**Exercise brief**
Return every row that contains the word "metal", matching case exactly.

**Records to use**
######
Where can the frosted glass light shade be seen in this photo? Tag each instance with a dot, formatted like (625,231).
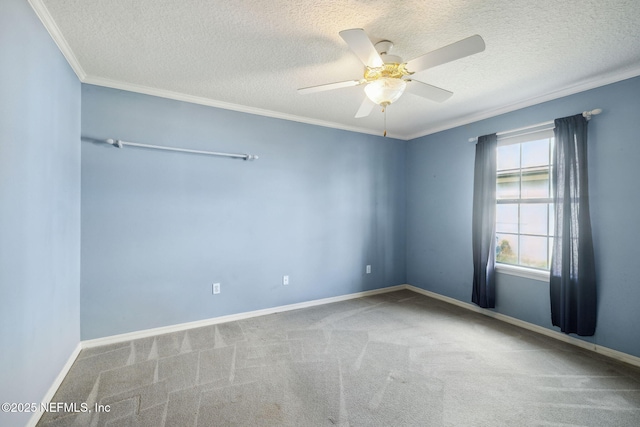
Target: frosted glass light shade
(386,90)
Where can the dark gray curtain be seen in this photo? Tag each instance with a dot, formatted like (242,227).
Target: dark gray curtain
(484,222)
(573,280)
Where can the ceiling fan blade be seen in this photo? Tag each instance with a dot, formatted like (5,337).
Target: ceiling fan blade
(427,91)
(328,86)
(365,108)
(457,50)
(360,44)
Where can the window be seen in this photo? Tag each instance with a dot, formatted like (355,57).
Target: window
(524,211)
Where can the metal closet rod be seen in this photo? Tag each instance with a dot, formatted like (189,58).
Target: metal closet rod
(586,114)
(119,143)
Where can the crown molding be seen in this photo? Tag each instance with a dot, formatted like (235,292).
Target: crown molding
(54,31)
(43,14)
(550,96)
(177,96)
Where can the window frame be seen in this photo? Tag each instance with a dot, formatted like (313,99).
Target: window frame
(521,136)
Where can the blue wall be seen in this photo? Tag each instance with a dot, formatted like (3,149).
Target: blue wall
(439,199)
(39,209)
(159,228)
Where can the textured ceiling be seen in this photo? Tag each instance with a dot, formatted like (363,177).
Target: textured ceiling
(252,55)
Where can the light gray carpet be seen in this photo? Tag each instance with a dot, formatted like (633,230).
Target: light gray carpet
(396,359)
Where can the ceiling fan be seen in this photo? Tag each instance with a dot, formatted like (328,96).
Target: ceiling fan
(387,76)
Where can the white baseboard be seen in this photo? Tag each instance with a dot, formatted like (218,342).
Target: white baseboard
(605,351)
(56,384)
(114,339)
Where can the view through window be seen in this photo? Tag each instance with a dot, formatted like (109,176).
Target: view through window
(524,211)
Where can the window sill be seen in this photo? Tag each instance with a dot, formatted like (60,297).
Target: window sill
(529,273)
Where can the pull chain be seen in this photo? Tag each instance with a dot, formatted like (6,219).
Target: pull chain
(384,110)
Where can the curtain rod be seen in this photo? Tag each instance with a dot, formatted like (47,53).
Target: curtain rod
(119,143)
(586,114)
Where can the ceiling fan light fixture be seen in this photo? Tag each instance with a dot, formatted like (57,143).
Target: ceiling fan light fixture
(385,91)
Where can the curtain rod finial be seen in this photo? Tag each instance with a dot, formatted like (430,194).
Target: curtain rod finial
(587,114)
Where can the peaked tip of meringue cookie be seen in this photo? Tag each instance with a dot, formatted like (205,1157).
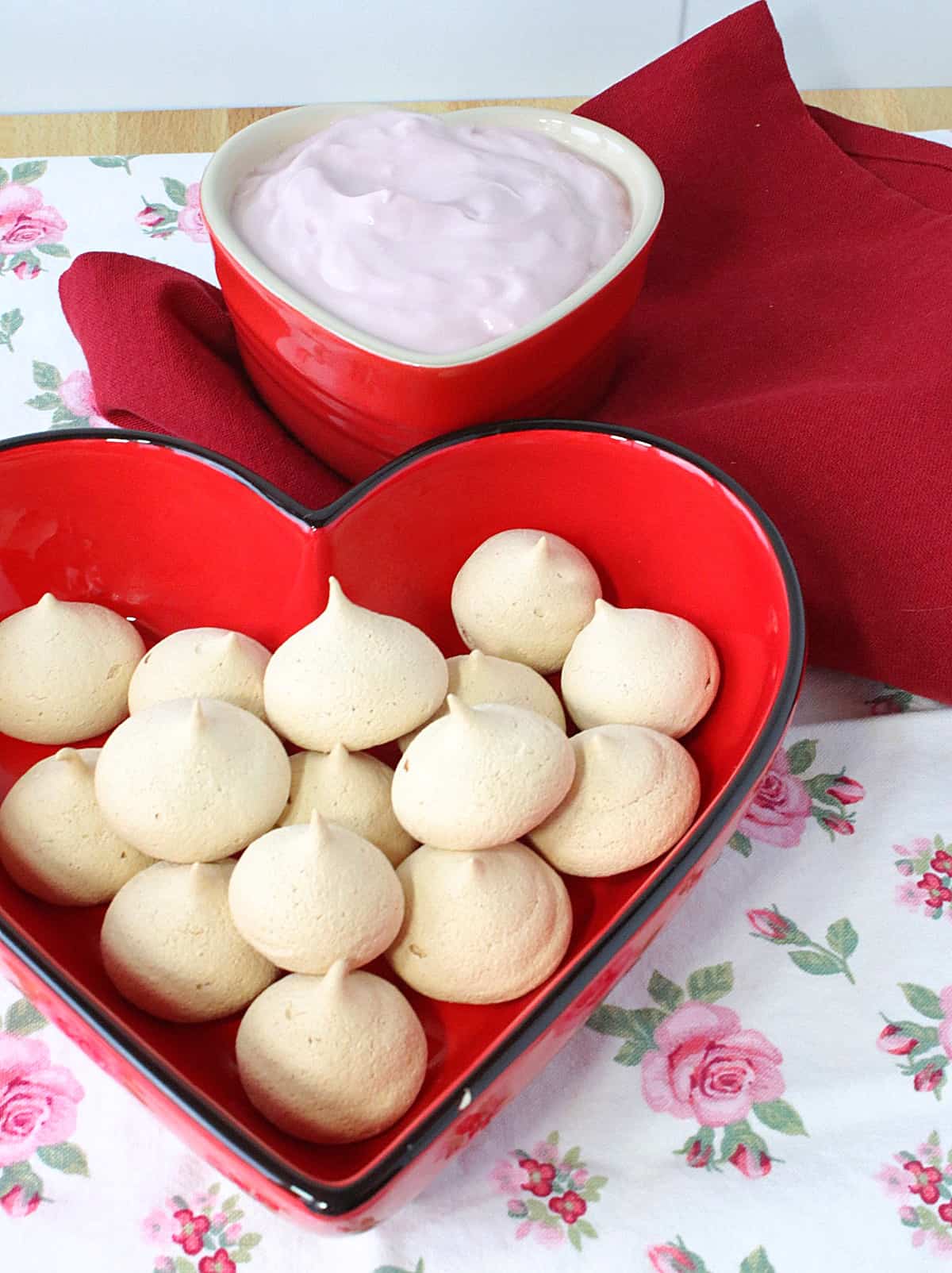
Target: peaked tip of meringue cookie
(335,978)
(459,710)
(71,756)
######
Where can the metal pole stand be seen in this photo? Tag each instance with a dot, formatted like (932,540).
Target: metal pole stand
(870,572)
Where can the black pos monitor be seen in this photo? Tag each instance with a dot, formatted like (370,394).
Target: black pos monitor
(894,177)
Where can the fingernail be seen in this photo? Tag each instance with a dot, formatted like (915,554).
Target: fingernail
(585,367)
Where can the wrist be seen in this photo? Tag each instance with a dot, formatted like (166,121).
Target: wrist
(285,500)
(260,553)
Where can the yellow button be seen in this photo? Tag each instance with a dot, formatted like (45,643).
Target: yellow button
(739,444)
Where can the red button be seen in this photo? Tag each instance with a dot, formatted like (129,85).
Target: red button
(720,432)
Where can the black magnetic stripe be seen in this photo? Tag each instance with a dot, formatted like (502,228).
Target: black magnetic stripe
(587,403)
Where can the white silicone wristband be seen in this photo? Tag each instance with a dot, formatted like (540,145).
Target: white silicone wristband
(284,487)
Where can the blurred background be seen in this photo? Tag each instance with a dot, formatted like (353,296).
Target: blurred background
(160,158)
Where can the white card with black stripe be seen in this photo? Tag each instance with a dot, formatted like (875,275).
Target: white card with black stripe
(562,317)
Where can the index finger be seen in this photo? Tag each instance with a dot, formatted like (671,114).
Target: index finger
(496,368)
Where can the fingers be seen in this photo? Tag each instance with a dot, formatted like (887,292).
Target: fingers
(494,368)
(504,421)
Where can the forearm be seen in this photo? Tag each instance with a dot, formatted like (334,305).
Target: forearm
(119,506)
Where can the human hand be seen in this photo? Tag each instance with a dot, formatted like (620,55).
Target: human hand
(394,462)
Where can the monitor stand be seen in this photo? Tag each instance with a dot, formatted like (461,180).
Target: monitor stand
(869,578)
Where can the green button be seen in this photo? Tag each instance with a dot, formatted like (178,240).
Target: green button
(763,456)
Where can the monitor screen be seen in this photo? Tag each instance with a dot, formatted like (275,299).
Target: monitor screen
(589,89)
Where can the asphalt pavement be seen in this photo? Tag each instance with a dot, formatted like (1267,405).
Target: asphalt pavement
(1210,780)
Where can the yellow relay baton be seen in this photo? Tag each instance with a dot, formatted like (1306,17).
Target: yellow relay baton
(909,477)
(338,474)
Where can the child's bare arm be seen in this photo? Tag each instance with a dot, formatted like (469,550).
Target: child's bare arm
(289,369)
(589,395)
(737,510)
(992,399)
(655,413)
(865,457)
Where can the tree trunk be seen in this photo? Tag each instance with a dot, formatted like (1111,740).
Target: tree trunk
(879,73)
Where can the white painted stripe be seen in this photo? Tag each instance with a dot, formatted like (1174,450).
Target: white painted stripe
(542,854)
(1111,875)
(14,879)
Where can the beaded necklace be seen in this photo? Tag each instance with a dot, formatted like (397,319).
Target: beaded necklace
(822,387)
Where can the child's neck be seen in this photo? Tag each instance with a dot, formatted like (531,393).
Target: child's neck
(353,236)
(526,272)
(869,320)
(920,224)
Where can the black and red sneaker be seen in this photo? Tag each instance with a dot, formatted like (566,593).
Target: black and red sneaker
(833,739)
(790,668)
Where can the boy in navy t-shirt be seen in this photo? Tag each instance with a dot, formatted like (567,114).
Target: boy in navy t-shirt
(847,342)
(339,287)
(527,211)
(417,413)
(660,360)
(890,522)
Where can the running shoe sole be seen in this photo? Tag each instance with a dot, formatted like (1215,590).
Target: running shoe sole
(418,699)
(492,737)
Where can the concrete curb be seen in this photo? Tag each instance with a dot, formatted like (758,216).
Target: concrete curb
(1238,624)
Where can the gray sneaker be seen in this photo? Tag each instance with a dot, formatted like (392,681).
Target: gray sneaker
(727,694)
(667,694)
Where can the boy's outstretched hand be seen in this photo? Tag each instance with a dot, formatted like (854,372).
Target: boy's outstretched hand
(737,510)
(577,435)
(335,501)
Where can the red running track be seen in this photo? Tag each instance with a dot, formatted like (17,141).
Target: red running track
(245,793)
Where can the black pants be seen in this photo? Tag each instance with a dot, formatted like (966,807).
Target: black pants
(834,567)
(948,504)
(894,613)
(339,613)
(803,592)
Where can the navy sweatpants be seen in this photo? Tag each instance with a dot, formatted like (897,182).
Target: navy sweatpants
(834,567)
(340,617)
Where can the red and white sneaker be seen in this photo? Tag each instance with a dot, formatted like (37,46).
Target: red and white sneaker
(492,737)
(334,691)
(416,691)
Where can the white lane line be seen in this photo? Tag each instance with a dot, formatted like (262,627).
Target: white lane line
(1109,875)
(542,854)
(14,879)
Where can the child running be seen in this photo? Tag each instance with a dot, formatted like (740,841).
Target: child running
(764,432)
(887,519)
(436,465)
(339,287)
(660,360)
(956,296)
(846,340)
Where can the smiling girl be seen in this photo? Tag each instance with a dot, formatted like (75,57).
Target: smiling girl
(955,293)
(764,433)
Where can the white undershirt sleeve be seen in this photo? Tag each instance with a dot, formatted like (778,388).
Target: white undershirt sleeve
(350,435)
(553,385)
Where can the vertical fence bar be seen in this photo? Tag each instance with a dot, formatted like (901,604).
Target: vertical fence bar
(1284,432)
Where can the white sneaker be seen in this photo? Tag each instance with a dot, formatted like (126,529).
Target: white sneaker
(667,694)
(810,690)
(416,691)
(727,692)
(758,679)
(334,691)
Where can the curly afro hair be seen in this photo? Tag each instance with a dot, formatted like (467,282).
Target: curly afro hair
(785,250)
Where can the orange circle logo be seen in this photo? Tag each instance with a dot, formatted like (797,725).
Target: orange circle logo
######
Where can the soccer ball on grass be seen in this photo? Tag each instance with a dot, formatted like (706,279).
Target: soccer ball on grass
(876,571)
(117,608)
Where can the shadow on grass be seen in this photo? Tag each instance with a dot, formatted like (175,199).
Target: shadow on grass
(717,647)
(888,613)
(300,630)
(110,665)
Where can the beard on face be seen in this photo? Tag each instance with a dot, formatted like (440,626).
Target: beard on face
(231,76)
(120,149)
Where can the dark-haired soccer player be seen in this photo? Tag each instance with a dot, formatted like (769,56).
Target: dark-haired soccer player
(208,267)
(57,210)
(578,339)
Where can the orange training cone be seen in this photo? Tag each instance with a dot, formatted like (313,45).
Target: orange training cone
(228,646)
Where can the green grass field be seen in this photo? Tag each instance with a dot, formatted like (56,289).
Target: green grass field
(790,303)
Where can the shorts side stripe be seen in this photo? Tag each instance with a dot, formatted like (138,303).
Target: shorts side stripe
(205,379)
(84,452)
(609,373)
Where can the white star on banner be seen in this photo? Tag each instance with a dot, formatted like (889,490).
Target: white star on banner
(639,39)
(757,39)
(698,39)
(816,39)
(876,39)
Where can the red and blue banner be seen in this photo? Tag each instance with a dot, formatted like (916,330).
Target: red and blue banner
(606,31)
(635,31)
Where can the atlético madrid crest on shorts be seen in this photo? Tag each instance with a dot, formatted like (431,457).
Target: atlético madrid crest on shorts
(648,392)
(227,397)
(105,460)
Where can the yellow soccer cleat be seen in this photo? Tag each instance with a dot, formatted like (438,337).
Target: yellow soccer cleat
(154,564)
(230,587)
######
**Finished task**
Where can the metal closet rod be seen in this photo? Tag each instance with a dot, formatted like (189,58).
Target: metal closet rod
Where can the metal pole stand be seen in this photo? Tag each instance with a dot, formatted like (932,540).
Target: metal pole stand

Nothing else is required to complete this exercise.